*What to do*.
Pull out every line of the records that contains the word "balustrade", matching case exactly.
___ Records provided ___
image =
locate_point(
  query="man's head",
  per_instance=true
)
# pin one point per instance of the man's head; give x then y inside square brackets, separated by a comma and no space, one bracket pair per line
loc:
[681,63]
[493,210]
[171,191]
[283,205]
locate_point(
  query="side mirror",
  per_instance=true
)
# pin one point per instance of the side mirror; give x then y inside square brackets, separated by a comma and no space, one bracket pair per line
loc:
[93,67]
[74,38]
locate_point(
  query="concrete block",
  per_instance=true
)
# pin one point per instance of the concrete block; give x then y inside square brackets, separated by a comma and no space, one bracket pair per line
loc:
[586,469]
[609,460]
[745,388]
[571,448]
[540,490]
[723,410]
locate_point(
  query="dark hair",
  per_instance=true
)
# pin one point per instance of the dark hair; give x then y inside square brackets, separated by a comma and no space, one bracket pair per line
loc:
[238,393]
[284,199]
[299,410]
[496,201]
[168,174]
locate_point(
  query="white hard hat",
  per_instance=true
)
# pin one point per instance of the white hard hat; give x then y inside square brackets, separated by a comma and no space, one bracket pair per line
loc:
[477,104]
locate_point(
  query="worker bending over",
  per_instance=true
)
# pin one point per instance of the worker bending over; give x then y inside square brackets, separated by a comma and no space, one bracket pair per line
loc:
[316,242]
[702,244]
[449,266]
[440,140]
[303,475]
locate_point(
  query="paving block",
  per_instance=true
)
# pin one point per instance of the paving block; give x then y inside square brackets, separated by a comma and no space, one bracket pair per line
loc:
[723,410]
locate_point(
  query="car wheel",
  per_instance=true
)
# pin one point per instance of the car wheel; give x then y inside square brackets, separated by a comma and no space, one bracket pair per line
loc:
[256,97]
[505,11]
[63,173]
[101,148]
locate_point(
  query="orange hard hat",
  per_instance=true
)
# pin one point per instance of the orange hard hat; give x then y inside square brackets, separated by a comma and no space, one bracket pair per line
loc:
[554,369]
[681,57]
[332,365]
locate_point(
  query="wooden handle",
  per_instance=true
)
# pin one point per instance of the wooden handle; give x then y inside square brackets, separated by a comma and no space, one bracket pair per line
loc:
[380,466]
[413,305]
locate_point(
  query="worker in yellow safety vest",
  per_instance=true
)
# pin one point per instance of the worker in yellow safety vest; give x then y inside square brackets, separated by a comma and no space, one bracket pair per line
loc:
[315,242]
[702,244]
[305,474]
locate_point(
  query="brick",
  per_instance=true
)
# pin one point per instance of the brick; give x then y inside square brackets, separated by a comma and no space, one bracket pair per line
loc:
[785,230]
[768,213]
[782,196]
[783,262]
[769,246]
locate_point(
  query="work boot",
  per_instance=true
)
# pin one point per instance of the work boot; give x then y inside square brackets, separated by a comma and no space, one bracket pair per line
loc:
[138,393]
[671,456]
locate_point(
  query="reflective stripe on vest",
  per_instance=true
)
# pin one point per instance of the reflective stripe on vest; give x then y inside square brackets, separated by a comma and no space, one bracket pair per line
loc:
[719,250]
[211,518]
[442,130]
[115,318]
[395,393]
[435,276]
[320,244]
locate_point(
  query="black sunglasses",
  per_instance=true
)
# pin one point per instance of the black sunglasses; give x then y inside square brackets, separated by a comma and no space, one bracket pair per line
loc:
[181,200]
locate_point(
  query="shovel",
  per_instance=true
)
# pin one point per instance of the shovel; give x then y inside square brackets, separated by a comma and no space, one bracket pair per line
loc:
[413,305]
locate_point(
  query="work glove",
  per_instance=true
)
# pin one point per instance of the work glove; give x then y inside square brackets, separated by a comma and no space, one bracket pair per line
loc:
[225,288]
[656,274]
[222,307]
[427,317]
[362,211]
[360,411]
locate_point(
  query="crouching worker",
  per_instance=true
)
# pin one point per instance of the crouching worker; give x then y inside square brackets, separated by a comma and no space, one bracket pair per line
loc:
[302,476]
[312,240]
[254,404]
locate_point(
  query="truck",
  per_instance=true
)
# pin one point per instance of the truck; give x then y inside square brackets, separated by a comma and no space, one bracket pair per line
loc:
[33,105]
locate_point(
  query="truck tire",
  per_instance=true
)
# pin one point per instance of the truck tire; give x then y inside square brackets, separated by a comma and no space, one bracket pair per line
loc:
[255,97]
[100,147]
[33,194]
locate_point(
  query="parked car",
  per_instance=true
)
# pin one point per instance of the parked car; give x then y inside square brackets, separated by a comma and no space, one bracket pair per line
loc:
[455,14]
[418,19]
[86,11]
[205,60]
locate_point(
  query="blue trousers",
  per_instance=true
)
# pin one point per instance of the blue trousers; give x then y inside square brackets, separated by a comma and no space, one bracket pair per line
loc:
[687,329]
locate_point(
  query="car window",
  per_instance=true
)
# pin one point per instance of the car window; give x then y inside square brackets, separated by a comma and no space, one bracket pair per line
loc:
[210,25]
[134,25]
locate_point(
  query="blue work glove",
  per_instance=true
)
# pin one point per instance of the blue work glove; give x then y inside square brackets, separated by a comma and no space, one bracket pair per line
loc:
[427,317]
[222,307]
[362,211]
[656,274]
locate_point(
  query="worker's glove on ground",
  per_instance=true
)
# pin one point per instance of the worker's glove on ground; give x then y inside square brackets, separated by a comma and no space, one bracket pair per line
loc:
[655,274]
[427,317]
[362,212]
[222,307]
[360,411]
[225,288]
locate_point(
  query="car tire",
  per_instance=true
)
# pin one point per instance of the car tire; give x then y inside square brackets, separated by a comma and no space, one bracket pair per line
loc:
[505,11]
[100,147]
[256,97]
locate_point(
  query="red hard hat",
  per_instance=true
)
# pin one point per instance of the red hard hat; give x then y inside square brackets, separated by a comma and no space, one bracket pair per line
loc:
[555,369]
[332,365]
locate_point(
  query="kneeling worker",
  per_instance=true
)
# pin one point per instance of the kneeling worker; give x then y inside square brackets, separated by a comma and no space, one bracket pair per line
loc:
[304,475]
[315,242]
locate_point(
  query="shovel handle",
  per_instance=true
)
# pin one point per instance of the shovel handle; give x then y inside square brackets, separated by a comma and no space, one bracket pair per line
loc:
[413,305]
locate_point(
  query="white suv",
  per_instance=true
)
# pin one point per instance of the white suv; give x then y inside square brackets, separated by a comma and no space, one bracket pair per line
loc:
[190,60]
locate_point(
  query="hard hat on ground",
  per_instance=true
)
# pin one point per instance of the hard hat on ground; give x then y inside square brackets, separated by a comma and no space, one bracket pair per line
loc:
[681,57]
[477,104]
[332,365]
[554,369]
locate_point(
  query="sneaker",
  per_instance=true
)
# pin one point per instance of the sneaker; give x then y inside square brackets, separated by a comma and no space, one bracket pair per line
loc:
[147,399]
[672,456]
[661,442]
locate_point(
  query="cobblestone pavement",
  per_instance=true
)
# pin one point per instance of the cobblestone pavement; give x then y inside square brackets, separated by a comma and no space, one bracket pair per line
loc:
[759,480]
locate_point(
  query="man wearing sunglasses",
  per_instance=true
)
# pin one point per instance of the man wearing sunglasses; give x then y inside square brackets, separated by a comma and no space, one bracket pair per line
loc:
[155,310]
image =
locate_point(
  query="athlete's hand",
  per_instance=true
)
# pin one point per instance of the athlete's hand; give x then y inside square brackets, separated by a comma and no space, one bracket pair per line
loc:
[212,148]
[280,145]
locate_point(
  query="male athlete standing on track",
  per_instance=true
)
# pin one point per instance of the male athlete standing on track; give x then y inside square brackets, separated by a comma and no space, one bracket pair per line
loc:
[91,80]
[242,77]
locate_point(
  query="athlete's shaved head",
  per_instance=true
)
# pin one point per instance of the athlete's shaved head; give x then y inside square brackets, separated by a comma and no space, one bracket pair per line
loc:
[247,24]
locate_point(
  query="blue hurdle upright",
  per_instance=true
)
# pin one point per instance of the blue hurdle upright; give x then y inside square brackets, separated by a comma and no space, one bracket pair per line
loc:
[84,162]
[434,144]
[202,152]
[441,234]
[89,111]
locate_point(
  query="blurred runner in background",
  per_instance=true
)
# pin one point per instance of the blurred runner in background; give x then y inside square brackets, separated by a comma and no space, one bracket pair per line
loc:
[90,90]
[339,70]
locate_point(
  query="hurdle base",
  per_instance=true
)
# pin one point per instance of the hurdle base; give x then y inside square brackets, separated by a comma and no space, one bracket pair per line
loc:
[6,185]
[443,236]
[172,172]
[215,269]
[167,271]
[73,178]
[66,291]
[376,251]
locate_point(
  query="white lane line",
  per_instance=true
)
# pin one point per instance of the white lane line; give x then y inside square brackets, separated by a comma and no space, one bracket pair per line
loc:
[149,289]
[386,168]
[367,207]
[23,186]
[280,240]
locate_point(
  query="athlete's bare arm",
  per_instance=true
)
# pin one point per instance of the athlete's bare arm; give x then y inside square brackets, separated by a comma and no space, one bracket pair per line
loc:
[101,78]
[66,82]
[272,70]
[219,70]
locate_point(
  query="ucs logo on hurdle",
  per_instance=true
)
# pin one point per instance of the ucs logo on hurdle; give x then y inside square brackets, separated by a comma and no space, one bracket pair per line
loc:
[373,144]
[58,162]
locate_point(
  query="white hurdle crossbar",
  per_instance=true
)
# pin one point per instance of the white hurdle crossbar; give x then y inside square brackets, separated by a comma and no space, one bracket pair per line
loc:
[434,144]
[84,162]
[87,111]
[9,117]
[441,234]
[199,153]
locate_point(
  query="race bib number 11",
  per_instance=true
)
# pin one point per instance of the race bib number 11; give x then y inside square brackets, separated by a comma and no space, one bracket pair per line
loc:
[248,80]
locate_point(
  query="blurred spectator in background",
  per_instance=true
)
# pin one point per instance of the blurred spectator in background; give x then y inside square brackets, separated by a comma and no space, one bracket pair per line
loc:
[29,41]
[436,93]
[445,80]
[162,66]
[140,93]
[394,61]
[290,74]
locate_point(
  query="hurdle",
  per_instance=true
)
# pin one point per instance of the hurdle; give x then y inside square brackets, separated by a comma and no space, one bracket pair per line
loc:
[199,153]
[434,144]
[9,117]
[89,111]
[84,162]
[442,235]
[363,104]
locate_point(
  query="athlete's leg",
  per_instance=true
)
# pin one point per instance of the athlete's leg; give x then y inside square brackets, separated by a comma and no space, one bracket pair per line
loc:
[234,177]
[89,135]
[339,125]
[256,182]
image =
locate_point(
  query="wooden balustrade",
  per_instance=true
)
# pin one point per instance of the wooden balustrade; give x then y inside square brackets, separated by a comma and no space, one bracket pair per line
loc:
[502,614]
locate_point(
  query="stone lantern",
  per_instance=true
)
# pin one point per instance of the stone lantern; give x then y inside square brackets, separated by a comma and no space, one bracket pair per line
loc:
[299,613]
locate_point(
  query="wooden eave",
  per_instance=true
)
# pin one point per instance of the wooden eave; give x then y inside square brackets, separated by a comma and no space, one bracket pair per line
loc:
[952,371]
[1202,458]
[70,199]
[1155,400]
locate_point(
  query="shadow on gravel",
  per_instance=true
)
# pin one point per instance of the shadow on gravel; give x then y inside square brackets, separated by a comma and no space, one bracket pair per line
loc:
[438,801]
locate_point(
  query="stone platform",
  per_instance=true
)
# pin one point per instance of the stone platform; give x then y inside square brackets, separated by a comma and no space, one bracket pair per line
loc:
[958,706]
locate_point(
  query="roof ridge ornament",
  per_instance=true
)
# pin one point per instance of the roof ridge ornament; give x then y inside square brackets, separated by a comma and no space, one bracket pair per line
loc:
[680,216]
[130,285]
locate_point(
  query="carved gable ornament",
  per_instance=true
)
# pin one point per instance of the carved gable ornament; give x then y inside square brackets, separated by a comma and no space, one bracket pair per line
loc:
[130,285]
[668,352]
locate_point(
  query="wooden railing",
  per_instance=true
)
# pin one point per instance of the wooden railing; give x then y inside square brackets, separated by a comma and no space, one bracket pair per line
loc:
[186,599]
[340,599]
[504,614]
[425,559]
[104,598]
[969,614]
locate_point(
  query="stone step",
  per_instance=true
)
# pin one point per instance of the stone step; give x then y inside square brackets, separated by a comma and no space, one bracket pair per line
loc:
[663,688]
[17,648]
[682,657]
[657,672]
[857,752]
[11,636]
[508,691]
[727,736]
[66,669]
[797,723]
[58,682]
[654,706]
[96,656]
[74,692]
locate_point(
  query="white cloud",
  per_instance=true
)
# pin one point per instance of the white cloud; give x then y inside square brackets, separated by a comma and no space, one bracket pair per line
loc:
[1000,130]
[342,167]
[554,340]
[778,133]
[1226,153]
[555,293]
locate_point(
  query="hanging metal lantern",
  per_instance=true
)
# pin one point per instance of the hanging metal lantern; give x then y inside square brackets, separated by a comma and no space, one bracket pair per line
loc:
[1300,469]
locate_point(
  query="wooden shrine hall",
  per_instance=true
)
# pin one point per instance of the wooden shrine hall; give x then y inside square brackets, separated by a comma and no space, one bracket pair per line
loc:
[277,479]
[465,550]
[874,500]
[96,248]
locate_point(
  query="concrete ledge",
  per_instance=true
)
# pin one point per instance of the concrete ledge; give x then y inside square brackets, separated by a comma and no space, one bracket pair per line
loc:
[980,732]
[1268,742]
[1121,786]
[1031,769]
___
*Written answer*.
  query="wooden balustrade",
# pin one point per instance of the wooden balustrade; give x then y inside square brackets, separated by a comma and no space, one bracket pair per line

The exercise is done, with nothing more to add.